§ What the task asks
Using the entries below, copy out all lines where "parts" is found.

Dataset entries:
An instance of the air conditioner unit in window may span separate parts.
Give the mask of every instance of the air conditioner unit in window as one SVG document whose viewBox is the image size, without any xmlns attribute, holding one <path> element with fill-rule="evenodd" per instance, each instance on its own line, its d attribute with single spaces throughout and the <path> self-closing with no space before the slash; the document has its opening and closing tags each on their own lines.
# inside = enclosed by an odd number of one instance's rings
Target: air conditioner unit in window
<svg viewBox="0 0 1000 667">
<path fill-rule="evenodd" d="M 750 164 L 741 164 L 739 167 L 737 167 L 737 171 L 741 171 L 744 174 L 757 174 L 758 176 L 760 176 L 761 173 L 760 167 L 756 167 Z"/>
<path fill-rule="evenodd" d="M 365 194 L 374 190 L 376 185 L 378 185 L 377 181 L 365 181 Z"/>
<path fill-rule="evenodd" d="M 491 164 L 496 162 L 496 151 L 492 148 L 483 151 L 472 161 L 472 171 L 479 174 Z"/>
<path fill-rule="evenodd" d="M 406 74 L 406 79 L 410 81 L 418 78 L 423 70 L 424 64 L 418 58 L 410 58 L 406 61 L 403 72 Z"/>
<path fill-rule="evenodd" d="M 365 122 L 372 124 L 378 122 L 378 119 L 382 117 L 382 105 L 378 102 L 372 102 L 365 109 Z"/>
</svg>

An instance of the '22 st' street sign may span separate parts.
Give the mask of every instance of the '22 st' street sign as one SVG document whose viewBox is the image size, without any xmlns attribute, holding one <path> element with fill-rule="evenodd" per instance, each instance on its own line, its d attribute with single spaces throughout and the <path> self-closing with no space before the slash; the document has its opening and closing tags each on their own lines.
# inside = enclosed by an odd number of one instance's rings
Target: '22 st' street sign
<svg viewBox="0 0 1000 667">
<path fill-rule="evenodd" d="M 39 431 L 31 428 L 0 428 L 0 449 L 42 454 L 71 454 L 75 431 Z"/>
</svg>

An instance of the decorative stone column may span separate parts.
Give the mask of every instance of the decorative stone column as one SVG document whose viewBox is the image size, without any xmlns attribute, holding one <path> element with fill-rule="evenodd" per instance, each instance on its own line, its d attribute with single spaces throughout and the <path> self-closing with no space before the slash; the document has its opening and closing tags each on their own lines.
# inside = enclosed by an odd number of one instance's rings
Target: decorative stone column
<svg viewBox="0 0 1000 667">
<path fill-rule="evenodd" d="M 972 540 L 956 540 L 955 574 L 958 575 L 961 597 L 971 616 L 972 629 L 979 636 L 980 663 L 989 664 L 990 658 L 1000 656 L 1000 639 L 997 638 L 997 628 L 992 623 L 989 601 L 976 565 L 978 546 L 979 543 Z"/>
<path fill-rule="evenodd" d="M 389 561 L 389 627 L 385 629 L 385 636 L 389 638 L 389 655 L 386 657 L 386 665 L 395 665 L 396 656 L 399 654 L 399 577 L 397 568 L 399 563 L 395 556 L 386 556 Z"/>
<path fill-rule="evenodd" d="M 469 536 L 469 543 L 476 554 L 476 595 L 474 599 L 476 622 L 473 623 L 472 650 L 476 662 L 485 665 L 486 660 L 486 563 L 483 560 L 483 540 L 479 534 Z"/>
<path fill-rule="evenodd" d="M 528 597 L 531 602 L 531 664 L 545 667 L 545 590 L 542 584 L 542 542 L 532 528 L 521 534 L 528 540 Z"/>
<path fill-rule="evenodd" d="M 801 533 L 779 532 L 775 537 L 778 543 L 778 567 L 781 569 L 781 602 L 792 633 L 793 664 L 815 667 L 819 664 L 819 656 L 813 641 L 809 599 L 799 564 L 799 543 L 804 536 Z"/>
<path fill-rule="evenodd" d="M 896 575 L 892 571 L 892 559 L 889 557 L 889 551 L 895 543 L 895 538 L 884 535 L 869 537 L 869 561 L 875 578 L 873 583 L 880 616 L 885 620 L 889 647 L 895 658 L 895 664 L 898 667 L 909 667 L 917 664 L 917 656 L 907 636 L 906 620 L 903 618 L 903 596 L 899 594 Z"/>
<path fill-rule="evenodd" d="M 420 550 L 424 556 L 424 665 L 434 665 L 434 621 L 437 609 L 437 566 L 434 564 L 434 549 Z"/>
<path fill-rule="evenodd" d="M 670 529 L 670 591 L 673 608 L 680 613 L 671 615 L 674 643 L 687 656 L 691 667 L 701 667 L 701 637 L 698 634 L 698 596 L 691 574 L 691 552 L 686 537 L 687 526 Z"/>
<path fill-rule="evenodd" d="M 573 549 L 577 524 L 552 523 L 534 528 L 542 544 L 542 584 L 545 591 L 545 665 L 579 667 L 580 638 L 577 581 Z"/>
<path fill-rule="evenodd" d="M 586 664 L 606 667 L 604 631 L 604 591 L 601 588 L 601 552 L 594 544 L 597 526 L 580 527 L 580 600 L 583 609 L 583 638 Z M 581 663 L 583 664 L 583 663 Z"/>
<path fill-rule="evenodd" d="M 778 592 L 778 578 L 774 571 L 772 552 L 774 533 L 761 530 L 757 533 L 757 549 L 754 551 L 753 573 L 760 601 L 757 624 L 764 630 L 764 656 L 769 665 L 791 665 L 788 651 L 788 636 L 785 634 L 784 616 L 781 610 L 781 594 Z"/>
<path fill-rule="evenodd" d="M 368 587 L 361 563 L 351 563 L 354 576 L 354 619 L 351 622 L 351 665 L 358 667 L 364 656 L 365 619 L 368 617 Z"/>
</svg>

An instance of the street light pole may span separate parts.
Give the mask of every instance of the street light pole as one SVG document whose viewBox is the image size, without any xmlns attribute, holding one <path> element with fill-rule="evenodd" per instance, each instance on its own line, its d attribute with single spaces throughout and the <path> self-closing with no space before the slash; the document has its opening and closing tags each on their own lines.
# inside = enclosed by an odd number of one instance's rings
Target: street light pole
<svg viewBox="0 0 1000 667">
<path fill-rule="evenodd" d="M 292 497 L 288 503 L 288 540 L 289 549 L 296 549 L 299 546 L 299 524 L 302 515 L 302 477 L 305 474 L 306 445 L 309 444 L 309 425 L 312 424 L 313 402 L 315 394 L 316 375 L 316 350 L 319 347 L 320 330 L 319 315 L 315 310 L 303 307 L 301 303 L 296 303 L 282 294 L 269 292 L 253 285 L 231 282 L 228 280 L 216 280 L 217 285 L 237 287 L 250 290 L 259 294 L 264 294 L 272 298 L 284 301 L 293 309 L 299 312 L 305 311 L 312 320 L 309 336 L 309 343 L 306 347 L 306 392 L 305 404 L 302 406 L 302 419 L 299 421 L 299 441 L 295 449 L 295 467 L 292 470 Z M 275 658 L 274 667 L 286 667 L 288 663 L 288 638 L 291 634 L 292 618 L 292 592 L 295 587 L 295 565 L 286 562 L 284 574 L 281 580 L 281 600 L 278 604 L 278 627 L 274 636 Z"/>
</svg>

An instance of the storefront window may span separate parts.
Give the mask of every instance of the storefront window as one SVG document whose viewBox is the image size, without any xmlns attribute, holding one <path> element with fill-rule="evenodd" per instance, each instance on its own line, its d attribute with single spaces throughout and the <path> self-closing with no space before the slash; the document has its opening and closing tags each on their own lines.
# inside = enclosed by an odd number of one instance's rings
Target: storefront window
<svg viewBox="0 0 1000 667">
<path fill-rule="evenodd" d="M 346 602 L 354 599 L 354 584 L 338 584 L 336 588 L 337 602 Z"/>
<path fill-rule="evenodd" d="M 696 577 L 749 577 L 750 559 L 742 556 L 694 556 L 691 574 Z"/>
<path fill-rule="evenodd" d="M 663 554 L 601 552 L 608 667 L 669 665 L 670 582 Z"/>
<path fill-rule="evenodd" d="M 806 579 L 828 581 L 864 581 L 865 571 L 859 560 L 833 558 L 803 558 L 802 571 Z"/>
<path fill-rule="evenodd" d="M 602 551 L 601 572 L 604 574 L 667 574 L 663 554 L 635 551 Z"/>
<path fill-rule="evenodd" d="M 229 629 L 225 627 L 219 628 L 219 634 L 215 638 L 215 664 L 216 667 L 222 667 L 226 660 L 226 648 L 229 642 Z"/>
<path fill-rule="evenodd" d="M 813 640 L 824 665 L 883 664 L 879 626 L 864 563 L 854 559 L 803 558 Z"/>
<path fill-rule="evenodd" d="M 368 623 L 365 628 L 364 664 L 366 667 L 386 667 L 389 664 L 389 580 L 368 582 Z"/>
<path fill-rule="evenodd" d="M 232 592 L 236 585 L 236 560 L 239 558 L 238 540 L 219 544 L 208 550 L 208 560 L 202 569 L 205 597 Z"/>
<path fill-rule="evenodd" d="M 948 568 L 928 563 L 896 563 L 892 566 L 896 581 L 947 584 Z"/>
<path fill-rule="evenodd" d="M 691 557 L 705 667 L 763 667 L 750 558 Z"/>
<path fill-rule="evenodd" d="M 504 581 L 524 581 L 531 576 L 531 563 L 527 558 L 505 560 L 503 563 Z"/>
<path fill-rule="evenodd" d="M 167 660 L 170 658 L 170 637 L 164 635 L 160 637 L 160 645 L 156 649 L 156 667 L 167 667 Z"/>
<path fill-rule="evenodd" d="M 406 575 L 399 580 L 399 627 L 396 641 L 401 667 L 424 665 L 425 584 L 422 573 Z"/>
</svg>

§ Result for this exercise
An instance of the air conditioner unit in window may span separate parts.
An instance of the '22 st' street sign may span separate parts.
An instance of the decorative stone column may span separate parts.
An instance of the street light pole may span separate parts.
An instance of the storefront window may span separate parts.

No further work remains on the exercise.